* Supplied entries
# # # # #

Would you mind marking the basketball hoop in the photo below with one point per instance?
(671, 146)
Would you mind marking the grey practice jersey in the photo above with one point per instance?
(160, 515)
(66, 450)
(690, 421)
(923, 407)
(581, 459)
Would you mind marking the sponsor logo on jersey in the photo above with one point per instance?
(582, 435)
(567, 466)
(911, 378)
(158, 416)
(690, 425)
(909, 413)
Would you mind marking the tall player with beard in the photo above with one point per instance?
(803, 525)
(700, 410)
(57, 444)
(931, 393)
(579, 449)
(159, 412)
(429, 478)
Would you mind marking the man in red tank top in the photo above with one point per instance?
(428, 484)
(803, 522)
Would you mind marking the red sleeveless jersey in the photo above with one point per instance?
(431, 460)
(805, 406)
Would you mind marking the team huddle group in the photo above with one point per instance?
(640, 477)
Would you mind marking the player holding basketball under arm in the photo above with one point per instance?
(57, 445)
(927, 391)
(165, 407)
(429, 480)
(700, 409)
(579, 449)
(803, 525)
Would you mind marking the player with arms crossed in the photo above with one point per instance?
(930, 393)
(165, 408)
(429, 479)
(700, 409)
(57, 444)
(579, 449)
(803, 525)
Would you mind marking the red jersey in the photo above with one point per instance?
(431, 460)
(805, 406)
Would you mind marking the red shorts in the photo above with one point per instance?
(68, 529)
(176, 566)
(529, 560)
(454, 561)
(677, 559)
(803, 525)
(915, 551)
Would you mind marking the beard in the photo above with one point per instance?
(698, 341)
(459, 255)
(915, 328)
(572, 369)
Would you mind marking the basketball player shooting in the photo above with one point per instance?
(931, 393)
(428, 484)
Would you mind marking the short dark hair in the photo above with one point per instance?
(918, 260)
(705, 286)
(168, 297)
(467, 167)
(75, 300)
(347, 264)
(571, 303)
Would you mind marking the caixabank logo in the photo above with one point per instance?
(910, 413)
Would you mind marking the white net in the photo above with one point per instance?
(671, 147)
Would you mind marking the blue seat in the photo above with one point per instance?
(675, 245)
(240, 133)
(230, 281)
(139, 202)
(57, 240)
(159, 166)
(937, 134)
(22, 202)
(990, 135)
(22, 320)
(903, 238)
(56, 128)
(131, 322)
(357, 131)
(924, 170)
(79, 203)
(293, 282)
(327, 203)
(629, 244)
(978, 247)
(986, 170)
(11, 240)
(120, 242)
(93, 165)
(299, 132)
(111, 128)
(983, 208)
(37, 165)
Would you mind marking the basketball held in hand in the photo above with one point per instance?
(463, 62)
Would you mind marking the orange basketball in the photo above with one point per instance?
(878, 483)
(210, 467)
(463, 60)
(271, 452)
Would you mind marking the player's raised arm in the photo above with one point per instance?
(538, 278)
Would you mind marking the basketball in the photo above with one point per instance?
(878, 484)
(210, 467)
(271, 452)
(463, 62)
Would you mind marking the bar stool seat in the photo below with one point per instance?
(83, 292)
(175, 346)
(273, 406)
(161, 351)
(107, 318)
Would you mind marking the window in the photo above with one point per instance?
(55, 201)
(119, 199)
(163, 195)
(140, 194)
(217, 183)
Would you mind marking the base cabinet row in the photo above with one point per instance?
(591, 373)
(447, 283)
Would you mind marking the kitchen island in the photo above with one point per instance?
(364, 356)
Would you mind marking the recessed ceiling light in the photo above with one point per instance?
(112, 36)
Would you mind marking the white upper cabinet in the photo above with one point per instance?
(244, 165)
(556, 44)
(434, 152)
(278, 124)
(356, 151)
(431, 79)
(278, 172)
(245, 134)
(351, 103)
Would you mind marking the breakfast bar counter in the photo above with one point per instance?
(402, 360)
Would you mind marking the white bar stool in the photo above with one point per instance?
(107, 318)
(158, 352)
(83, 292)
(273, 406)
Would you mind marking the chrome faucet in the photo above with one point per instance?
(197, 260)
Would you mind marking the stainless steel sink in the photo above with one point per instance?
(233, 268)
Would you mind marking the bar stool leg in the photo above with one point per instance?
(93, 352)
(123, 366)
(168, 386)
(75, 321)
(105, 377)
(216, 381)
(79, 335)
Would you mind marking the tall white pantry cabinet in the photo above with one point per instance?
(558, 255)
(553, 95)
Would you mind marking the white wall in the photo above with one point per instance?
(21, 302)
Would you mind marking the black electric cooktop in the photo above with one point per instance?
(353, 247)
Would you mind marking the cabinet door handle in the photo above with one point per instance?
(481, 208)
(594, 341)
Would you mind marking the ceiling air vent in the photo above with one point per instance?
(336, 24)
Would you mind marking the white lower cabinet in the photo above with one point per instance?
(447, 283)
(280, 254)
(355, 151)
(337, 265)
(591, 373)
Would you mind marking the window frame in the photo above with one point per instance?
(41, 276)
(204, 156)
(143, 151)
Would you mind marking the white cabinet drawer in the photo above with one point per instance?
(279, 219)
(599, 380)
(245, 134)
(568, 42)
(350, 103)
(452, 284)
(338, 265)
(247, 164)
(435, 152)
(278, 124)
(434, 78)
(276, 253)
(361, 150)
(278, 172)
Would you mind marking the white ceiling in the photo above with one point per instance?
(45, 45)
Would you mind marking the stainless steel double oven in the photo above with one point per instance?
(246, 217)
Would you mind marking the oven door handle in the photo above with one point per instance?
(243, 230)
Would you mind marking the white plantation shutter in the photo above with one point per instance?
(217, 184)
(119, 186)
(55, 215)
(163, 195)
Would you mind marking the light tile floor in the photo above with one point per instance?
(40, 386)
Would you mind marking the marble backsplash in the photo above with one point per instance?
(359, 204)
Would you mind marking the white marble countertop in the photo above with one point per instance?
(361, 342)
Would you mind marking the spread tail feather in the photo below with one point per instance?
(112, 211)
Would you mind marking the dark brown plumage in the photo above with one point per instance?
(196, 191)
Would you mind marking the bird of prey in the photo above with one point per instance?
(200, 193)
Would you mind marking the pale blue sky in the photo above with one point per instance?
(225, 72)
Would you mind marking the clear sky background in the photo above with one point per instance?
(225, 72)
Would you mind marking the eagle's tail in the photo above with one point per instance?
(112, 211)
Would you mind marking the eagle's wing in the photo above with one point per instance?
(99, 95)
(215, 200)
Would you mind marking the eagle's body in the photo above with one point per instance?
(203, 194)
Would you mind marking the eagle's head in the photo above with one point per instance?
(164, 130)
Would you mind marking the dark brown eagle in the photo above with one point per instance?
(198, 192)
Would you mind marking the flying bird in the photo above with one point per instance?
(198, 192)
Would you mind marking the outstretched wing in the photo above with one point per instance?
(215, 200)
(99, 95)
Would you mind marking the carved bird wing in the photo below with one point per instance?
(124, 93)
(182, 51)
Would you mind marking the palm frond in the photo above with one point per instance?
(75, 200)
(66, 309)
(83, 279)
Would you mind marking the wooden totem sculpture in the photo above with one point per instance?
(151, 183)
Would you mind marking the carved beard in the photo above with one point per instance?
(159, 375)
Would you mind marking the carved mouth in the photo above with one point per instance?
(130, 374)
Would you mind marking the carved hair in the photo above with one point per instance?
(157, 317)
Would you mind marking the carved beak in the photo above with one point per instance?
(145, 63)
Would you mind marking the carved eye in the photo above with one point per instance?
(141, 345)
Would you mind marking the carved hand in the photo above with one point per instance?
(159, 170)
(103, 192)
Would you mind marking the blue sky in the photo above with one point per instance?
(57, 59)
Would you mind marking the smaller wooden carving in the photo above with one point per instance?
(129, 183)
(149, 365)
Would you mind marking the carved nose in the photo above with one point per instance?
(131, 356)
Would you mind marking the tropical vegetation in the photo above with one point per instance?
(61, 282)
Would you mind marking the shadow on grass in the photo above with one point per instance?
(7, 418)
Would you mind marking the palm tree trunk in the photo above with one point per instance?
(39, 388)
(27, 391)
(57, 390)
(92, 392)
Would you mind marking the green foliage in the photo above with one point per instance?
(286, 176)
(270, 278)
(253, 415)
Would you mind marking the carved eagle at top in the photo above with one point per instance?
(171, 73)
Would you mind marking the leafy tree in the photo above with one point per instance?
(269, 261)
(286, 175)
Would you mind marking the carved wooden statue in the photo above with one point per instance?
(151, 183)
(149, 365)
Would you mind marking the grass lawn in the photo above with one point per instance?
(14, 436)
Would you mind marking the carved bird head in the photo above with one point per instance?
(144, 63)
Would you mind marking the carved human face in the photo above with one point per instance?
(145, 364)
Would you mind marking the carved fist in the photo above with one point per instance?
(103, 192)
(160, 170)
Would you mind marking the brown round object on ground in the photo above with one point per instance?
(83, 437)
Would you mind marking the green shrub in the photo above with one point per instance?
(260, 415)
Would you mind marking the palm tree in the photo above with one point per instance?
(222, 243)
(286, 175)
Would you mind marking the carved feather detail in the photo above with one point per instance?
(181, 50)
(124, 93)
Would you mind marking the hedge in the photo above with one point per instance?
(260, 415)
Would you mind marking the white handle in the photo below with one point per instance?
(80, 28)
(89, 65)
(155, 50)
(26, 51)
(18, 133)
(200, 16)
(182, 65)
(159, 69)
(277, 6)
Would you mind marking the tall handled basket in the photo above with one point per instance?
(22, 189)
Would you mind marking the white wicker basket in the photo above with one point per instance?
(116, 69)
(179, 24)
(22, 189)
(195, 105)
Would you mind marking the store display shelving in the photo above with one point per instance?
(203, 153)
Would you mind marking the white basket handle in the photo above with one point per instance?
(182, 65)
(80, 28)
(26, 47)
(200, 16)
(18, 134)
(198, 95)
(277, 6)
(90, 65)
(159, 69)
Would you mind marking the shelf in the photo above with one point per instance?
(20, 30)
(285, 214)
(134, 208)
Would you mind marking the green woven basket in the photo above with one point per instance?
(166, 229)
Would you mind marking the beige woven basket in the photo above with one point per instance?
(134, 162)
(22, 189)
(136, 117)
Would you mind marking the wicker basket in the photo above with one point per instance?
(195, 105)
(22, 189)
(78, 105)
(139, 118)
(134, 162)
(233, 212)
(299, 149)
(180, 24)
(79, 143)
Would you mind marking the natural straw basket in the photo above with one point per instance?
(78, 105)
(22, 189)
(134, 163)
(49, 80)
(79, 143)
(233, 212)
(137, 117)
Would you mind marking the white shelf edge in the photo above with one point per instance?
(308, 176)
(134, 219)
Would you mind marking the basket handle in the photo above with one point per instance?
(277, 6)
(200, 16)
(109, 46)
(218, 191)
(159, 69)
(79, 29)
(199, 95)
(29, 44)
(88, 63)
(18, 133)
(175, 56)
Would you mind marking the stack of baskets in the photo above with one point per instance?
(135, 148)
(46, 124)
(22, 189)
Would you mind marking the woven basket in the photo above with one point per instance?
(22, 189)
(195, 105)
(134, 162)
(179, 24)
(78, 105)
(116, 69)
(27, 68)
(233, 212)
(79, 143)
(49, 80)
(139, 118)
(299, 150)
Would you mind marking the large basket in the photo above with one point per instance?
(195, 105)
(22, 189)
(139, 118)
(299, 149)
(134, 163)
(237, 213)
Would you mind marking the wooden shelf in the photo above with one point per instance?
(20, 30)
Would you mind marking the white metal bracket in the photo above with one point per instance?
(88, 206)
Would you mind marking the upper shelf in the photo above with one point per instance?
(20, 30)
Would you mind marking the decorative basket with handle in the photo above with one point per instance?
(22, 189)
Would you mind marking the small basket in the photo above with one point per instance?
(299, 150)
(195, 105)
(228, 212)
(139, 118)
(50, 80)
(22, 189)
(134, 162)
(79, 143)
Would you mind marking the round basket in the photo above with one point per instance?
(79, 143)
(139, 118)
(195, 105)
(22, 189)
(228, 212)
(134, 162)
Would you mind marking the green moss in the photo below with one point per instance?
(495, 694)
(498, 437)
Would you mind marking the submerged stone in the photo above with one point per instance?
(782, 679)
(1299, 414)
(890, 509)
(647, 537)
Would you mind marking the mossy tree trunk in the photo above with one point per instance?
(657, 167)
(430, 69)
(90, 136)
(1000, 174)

# # # # #

Write out exactly the lines from the one containing "Would you mind marking the round" through the end of the data, both included. Add nothing else.

Would you mind marking the round basket in the photo above with one point per instance?
(79, 143)
(139, 118)
(195, 105)
(22, 189)
(228, 212)
(134, 162)
Would you mind marking the green moss in the photo below with one point per instance?
(495, 694)
(498, 437)
Would you mind marking the submerged stone in the photo above with one point per instance?
(782, 679)
(1299, 414)
(890, 509)
(647, 537)
Would you mind marking the mossy tree trunk in the photo above with one point per instance?
(657, 167)
(430, 69)
(90, 136)
(1000, 174)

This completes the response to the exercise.